## ABOUT THIS EXERCISE
Restate the data below word for word, omitting pictures.

(PROVIDED MATERIAL Opens)

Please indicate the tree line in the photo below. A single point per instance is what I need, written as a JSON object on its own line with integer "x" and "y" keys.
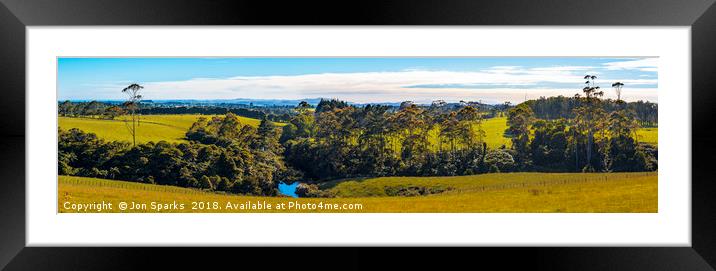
{"x": 335, "y": 139}
{"x": 104, "y": 110}
{"x": 551, "y": 108}
{"x": 223, "y": 155}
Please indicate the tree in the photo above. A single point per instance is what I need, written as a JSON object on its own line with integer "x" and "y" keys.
{"x": 589, "y": 112}
{"x": 519, "y": 120}
{"x": 132, "y": 105}
{"x": 618, "y": 89}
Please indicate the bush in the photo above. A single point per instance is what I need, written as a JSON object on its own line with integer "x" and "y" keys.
{"x": 311, "y": 191}
{"x": 499, "y": 161}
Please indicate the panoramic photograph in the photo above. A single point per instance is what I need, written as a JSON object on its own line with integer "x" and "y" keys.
{"x": 357, "y": 135}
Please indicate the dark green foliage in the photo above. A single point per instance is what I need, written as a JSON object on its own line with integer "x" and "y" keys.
{"x": 311, "y": 191}
{"x": 223, "y": 156}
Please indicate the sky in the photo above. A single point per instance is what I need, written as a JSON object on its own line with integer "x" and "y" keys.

(PROVIDED MATERIAL Closes)

## WRITTEN SOLUTION
Please indicate the tree line in the photo below. A single point per instance is what I need, written as a JSON object on its own line with integer "x" and "y" keys.
{"x": 335, "y": 139}
{"x": 104, "y": 110}
{"x": 551, "y": 108}
{"x": 223, "y": 155}
Please indicate the tree in the photo above. A single point per instance is what I need, written as a JSON object on its own line with integer "x" and "y" keys.
{"x": 589, "y": 112}
{"x": 519, "y": 120}
{"x": 132, "y": 105}
{"x": 618, "y": 89}
Please indicate the bush in the photo above. A single point per instance is what I need, written as a JSON object on its own line with integer "x" and "y" keys.
{"x": 311, "y": 191}
{"x": 499, "y": 161}
Please indicate the panoramic photograph in the photo above. A single point per instance is what I need, written as a JSON object on its own line with integer "x" and "y" keys.
{"x": 357, "y": 135}
Please indicate the dark green foliage in the photo above. A single point per instance is what I need, written as a JSON object on its own line with integer "x" and "y" keys.
{"x": 311, "y": 191}
{"x": 223, "y": 156}
Please indicate the sky in the photo above. A single point per instance is what I need, written as a JSON object on its own line with integer "x" and "y" keys.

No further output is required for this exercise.